## What to do:
The records appear below. Repeat them exactly.
.....
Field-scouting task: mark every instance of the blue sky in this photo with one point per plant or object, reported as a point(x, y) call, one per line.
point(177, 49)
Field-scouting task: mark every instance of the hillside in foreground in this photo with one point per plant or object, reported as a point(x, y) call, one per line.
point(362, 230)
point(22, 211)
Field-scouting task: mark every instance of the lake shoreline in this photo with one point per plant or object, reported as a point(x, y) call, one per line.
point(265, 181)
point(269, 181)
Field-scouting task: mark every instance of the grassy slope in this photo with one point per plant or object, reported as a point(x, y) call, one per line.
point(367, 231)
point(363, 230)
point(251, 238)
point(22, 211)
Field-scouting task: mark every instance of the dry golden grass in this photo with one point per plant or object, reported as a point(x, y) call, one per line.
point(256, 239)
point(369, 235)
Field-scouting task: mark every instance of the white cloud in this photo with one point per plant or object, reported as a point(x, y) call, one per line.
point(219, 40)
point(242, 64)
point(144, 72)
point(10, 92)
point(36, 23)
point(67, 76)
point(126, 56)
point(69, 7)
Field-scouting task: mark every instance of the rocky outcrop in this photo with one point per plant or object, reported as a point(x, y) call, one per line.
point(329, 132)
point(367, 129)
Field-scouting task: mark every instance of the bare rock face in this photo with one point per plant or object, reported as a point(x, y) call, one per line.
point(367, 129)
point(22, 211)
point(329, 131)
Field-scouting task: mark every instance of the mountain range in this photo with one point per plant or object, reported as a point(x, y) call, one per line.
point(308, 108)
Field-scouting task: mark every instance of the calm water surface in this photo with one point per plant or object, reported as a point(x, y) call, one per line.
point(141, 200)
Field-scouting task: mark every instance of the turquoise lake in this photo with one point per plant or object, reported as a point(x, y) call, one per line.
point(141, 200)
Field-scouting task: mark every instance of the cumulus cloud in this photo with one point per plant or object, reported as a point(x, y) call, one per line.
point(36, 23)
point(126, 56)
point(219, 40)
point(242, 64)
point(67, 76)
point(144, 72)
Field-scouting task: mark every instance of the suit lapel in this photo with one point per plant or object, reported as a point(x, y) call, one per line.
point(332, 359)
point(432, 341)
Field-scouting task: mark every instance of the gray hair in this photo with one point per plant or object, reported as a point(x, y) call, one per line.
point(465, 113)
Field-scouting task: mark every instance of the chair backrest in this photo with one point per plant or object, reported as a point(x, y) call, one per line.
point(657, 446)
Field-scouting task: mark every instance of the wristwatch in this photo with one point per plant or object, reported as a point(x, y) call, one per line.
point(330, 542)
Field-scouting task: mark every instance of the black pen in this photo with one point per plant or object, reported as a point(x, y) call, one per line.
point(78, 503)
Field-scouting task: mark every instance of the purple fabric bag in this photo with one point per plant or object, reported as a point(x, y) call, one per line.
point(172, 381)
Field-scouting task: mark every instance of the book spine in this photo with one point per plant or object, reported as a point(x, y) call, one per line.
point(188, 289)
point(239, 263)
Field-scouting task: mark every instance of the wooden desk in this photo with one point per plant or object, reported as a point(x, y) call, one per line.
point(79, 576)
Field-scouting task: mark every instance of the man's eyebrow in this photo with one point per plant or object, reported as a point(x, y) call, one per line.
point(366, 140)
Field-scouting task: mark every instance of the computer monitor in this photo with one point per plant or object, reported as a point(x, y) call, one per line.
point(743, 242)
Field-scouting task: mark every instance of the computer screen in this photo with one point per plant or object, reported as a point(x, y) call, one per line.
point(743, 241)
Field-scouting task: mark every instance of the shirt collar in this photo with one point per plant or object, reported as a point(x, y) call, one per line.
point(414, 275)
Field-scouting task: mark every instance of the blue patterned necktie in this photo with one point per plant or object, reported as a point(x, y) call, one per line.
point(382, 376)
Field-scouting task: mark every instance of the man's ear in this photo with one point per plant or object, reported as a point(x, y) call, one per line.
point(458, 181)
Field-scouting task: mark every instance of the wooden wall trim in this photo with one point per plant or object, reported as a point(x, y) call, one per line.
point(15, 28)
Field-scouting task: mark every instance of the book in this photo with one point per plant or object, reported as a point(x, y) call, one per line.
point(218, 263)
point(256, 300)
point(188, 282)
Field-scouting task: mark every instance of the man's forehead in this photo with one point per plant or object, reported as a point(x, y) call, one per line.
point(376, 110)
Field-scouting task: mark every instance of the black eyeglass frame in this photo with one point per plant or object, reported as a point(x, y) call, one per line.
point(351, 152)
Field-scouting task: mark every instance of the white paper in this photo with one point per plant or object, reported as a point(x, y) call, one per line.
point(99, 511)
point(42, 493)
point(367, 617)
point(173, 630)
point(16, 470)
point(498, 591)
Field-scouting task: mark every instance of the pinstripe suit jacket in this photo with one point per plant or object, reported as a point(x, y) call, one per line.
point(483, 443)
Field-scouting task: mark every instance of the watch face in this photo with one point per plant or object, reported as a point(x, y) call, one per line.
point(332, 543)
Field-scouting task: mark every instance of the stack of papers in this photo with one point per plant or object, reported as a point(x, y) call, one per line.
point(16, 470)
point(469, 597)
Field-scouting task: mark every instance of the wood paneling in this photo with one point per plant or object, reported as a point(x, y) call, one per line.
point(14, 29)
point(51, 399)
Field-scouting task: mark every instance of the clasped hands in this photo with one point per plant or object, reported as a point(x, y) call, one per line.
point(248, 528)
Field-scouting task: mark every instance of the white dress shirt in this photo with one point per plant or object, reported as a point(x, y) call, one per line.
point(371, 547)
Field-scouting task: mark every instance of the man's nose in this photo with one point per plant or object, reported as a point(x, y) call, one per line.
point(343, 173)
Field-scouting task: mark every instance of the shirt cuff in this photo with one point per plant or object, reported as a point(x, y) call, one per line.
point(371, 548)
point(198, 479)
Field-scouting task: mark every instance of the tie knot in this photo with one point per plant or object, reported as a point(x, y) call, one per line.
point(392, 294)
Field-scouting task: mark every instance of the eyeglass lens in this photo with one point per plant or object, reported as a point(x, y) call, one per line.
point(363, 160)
.....
## Answer section:
Field-scouting task: mark every instance of the blue sky in this photo with one point per plant or object, reported as a point(x, y) call, one per line.
point(177, 49)
Field-scouting task: mark every instance of the hillside in foreground in this photo with one point per plant or object, reported as a point(x, y) call, one per line.
point(362, 230)
point(22, 211)
Field-scouting task: mark every instance of the lake shoreline in this photo with one point per plant or object, reported as a point(x, y) call, one per line.
point(265, 181)
point(269, 181)
Field-scouting task: mark every instance of the grassy slope in this photo with one point per plant or object, reported as a point(x, y) call, one per line.
point(367, 231)
point(363, 230)
point(251, 238)
point(22, 211)
Field-scouting task: mark every instance of the dry golden grass in this photo with one point per plant or object, reported as a point(x, y) call, one per line.
point(256, 239)
point(369, 235)
Field-scouting task: mark every instance of the white cloud in this photo with one point per plant or object, reported as a point(x, y) call, one per line.
point(219, 40)
point(242, 64)
point(144, 72)
point(10, 92)
point(36, 23)
point(67, 76)
point(126, 56)
point(69, 7)
Field-scouting task: mark every instance of the rocky outcrop in this photo with one point per plant or object, reported as a point(x, y) call, one per line.
point(329, 132)
point(367, 129)
Field-scouting task: mark every instance of the bare rock face in this photo with one point per plant or object, reported as a point(x, y) call, one per line.
point(367, 129)
point(22, 211)
point(329, 131)
Field-scouting task: mark every instance of the mountain range in this photo with one point per plant or object, reported as a point(x, y) call, one per line.
point(308, 108)
Field-scouting task: mark every instance of the calm water surface in this photo with one point per plant or object, reported as a point(x, y) call, one per line.
point(141, 200)
Field-scouting task: mark every instance of the turquoise lake in this photo with one point per plant or object, reported as a point(x, y) call, one per line.
point(141, 200)
Field-scouting task: mark every instance of the cumulus cloud in this photo with one point per plant or object, reported as a point(x, y) call, one per line.
point(36, 23)
point(126, 56)
point(219, 40)
point(242, 64)
point(67, 76)
point(144, 72)
Field-scouting task: mark every instance of the suit lapel in this photo with one point per plant or object, reported as a point(x, y) call, one per line.
point(332, 359)
point(432, 341)
Field-scouting task: mark every instance of the gray hair in this photo with one point per plant or object, reported as a point(x, y) call, one per line.
point(465, 113)
Field-scouting task: mark every instance of the chair backrest in this photo with one point per plant or object, reported as a point(x, y) call, one per line.
point(657, 446)
Field-scouting task: mark every instance of the wristwatch in this photo with one point per plant or object, reported as a point(x, y) call, one per line.
point(330, 542)
Field-scouting task: mark every instance of the black pen in this photo with one point per plant or object, reported as a point(x, y) call, one per line.
point(78, 503)
Field-scouting task: mark every instance of the purple fabric bag in this photo with one point per plant or object, reported as a point(x, y) call, one per line.
point(172, 381)
Field-scouting task: mark every instance of the book spine in this photo with one point per plant or object, reported as a point(x, y) call, one per line.
point(188, 289)
point(239, 263)
Field-scouting task: mark every instance of the wooden desk in this photo with one point per plant or object, reported as a point(x, y) call, one per line.
point(79, 576)
Field-scouting task: mark every instance of the man's eyebrow in this photo with one point per plant or object, reported as a point(x, y) call, one per line.
point(366, 140)
Field-scouting task: mark every instance of the computer monitor in this photo with one point per plant or object, reported as a point(x, y) call, one per line.
point(743, 242)
Field-scouting task: mark every instance of the computer screen in this photo with one point per plant or object, reported as a point(x, y) call, one per line.
point(743, 241)
Field-scouting task: mark every instance of the shirt collar in this photo with one point per plant or object, reported as a point(x, y) call, one per line.
point(414, 275)
Field-scouting task: mark every instance of the blue patterned necktie in this photo with one point per plant or object, reported as a point(x, y) call, one per line.
point(382, 376)
Field-scouting task: mark every instance of the man's ear in this photo with one point per plant or object, reported as a point(x, y) call, one per line.
point(458, 181)
Field-scouting task: mark every instance of the wooden wall trim in this photo with one point per plant or object, reported as a point(x, y) call, one per line.
point(15, 28)
Field-scouting task: mark every instance of the book in this photo with one point per plant or object, reported as a point(x, y) call, one per line.
point(218, 263)
point(256, 300)
point(188, 282)
Field-scouting task: mark every instance of the man's forehead in this photo with one point per plant or object, reported as a point(x, y) call, one per line.
point(376, 110)
Field-scouting task: mark every instance of the black eyeglass frame in this photo with one point per plant or object, reported as a point(x, y) call, one per line.
point(351, 152)
Field-scouting task: mark every instance of the white paper in this photo with one point per plant or object, reported as a point(x, y) call, one per line.
point(99, 511)
point(42, 493)
point(367, 617)
point(173, 630)
point(16, 470)
point(498, 591)
Field-scouting task: mark every instance of the pinstripe suit jacket in this photo with one point per plant or object, reported as a point(x, y) call, one per line.
point(483, 443)
Field-scouting task: mark every instance of the watch face in this photo with one point per plant or object, reported as a point(x, y) call, one per line.
point(332, 543)
Field-scouting task: mark every instance of the stack of papers in this photo with one point per plant or object, reported as a point(x, y) call, one per line.
point(16, 470)
point(469, 597)
Field-scouting task: mark every instance of the wood paneling in this photo with one point per plant or object, reported as a point(x, y) call, one per line.
point(14, 29)
point(51, 399)
Field-scouting task: mark every instance of the clasped hands in this photo with one point per plant or object, reported as a point(x, y) call, one per line.
point(248, 528)
Field-scouting task: mark every instance of the white dress shirt in this photo with one point per plant or object, reported as a point(x, y) call, one per line.
point(371, 547)
Field-scouting task: mark every instance of the man's nose in this photo with one point per plant or object, reported as a point(x, y) call, one per line.
point(343, 173)
Field-scouting task: mark every instance of the shirt cuff in this photo with one point per plant or object, reported as a point(x, y) call, one per line.
point(371, 548)
point(198, 479)
Field-scouting task: mark every instance of the tie knot in this photo with one point per plant or object, reported as a point(x, y) call, one per line.
point(392, 294)
Field-scouting task: mark every instance of the eyeglass lens in this photo with one point per plant or object, reported as a point(x, y) call, one per line.
point(363, 160)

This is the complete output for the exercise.